§ **WHAT YOU HAVE TO DO**:
Please return each of the rows below unchanged, reproducing every line character for character.

§ **DATA EXCERPTS**:
--- BEGIN ---

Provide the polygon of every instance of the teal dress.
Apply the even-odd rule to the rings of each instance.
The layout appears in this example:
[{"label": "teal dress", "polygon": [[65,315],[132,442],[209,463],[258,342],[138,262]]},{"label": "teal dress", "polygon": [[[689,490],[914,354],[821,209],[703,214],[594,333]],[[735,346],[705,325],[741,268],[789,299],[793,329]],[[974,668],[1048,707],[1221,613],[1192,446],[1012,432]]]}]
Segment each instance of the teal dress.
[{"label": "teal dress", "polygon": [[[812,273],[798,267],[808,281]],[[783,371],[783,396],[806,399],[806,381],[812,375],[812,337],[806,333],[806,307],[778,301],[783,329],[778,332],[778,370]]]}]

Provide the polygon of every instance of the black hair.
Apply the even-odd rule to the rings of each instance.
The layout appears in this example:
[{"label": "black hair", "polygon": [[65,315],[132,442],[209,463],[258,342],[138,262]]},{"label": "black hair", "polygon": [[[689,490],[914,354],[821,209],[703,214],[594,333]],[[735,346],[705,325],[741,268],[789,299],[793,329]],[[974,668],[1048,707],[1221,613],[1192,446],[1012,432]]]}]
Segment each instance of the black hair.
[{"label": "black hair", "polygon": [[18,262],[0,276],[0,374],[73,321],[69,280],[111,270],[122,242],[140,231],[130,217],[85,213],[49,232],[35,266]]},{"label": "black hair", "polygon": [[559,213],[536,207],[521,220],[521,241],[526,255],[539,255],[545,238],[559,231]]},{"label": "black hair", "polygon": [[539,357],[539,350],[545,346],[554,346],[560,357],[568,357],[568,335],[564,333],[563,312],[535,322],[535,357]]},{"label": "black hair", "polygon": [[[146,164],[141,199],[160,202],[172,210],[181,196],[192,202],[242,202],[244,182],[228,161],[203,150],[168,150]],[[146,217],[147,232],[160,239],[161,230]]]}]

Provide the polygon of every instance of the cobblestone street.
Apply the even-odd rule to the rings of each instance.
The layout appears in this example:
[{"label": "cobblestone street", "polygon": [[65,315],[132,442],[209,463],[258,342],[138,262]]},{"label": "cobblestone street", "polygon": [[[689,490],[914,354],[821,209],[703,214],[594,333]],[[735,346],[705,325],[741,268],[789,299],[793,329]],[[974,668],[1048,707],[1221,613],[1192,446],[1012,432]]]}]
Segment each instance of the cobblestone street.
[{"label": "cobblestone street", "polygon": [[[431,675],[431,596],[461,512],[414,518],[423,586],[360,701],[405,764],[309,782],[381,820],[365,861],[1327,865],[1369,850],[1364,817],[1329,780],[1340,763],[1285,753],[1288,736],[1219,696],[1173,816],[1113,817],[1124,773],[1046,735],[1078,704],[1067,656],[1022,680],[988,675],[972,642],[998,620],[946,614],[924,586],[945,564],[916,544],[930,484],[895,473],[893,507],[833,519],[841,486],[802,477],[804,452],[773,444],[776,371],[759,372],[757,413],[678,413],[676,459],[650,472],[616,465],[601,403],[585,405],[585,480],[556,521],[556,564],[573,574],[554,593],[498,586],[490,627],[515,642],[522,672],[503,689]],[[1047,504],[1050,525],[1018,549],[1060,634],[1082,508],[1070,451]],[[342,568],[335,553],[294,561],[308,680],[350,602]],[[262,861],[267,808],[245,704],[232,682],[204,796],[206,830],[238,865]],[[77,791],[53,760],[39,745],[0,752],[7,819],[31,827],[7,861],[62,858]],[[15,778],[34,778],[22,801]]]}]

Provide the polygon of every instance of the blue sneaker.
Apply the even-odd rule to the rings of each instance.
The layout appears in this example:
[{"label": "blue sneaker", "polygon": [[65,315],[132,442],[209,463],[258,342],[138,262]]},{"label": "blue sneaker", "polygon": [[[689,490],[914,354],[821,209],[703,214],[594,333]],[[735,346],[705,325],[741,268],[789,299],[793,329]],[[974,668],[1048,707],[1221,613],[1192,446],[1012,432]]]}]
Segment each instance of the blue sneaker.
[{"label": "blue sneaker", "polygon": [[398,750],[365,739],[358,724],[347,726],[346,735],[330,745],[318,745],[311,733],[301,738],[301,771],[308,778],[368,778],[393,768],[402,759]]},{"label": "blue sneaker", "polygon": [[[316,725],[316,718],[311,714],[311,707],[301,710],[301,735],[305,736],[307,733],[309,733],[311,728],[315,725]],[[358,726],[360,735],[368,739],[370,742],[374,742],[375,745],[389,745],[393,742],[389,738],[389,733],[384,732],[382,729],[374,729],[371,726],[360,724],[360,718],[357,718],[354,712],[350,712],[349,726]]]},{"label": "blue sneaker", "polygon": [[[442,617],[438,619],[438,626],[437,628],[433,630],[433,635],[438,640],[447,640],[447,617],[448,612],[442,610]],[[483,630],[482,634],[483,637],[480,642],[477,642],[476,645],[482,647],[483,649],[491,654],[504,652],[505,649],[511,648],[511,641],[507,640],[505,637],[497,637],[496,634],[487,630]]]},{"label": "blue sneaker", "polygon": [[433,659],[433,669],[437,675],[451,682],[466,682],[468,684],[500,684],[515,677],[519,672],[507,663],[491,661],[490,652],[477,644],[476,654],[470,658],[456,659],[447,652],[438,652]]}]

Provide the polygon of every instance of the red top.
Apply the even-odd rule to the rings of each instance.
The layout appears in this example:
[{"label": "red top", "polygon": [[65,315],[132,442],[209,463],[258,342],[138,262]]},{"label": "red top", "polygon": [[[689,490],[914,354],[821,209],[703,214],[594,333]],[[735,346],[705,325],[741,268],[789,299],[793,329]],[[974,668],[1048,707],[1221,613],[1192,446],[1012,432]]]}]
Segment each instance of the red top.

--- END ---

§ **RESULT OF THIS TASK**:
Provide the polygon of every instance of the teal dress.
Apply the even-odd rule to the rings of each instance.
The layout appears in this example:
[{"label": "teal dress", "polygon": [[65,315],[132,442],[209,463],[258,342],[138,262]]},{"label": "teal dress", "polygon": [[[689,490],[914,354],[821,209],[703,214],[594,333]],[[735,346],[705,325],[741,268],[789,299],[793,329]],[[974,668],[1048,707],[1221,613],[1192,446],[1012,432]]]}]
Segment each instance of the teal dress.
[{"label": "teal dress", "polygon": [[[812,273],[798,267],[808,281]],[[783,371],[783,396],[806,399],[806,381],[812,375],[812,337],[806,333],[806,307],[778,301],[783,329],[778,332],[778,370]]]}]

Provide the polygon of every instance of the black hair.
Apply the even-odd rule to the rings of each instance.
The layout appears in this example:
[{"label": "black hair", "polygon": [[65,315],[132,442],[209,463],[258,342],[138,262]]},{"label": "black hair", "polygon": [[[689,490],[914,354],[821,209],[703,214],[594,333]],[[735,346],[705,325],[741,268],[789,299],[793,329]],[[974,668],[1048,707],[1221,613],[1192,446],[1012,432]]]}]
Segment each instance of the black hair.
[{"label": "black hair", "polygon": [[18,262],[0,276],[0,374],[73,321],[69,280],[111,270],[122,242],[140,231],[130,217],[85,213],[49,232],[35,266]]},{"label": "black hair", "polygon": [[559,213],[536,207],[521,220],[521,241],[526,255],[539,255],[545,238],[559,231]]},{"label": "black hair", "polygon": [[539,357],[539,350],[545,346],[554,346],[560,357],[568,357],[568,335],[564,333],[563,312],[535,322],[535,357]]},{"label": "black hair", "polygon": [[[146,164],[141,199],[160,202],[172,210],[181,196],[192,202],[242,202],[244,182],[228,161],[203,150],[168,150]],[[146,217],[147,232],[160,239],[161,230]]]}]

Provide the polygon of every instance of the cobblestone street.
Apply the even-odd rule to the rings of each instance.
The layout appears in this example:
[{"label": "cobblestone street", "polygon": [[65,315],[132,442],[209,463],[258,342],[138,262]]},{"label": "cobblestone street", "polygon": [[[689,490],[914,354],[821,209],[703,214],[594,333]],[[735,346],[705,325],[741,268],[789,299],[793,329]],[[974,668],[1048,707],[1221,613],[1192,446],[1012,432]]]}]
Segment each instance of the cobblestone street.
[{"label": "cobblestone street", "polygon": [[[431,675],[431,596],[461,512],[414,518],[423,586],[360,701],[405,764],[309,782],[381,820],[365,861],[1327,865],[1369,850],[1364,817],[1329,780],[1340,763],[1285,753],[1288,736],[1219,696],[1173,816],[1113,817],[1124,773],[1046,735],[1078,704],[1067,656],[1022,680],[988,675],[972,642],[998,620],[946,614],[924,586],[945,564],[916,544],[930,484],[895,473],[893,507],[833,519],[841,486],[802,477],[804,452],[773,444],[776,371],[759,372],[757,413],[678,413],[676,459],[650,472],[616,465],[601,403],[585,405],[585,480],[556,521],[556,564],[573,574],[554,593],[498,586],[490,627],[515,642],[522,672],[503,689]],[[1047,504],[1050,525],[1018,549],[1060,634],[1082,508],[1070,451]],[[342,568],[335,553],[294,561],[308,680],[350,602]],[[262,861],[267,808],[245,704],[232,682],[204,796],[206,830],[238,865]],[[77,791],[53,760],[39,745],[0,752],[7,819],[31,827],[7,861],[62,858]],[[15,778],[34,778],[22,801]]]}]

Provide the polygon of every instance of the blue sneaker.
Apply the even-odd rule to the rings of each instance.
The layout appears in this example:
[{"label": "blue sneaker", "polygon": [[65,315],[132,442],[209,463],[258,342],[138,262]]},{"label": "blue sneaker", "polygon": [[[689,490],[914,354],[821,209],[703,214],[594,333]],[[735,346],[705,325],[741,268],[789,299],[793,329]],[[974,668],[1048,707],[1221,613],[1192,446],[1012,432]]]}]
Segment each instance of the blue sneaker.
[{"label": "blue sneaker", "polygon": [[398,750],[365,739],[358,724],[347,726],[346,735],[330,745],[318,745],[311,733],[301,738],[301,771],[308,778],[368,778],[393,768],[402,759]]},{"label": "blue sneaker", "polygon": [[[316,725],[316,718],[311,714],[311,707],[301,710],[301,735],[305,736],[307,733],[309,733],[311,728],[315,725]],[[358,726],[360,735],[368,739],[370,742],[374,742],[375,745],[389,745],[393,742],[389,738],[389,733],[384,732],[382,729],[374,729],[371,726],[360,724],[360,718],[357,718],[354,712],[350,712],[349,726]]]},{"label": "blue sneaker", "polygon": [[[442,617],[438,619],[438,626],[437,628],[433,630],[433,635],[438,640],[447,640],[447,617],[448,612],[442,610]],[[483,630],[482,634],[483,637],[480,642],[477,642],[476,645],[482,647],[483,649],[491,654],[504,652],[505,649],[511,648],[511,641],[507,640],[505,637],[497,637],[496,634],[487,630]]]},{"label": "blue sneaker", "polygon": [[433,659],[433,669],[437,675],[451,682],[466,682],[468,684],[500,684],[515,677],[519,672],[507,663],[491,661],[490,652],[477,644],[476,654],[470,658],[456,659],[447,652],[438,652]]}]

Provide the polygon of every instance of the red top.
Apply the even-odd rule to the rings of each instance.
The layout appears in this example:
[{"label": "red top", "polygon": [[65,315],[132,442],[209,463],[258,342],[138,262]]},{"label": "red top", "polygon": [[[689,490],[914,354],[821,209],[703,214],[594,333]],[[735,346],[705,325],[741,268],[789,299],[793,329]],[[974,668],[1048,707],[1221,613],[1192,446],[1012,432]]]}]
Segment each instance of the red top.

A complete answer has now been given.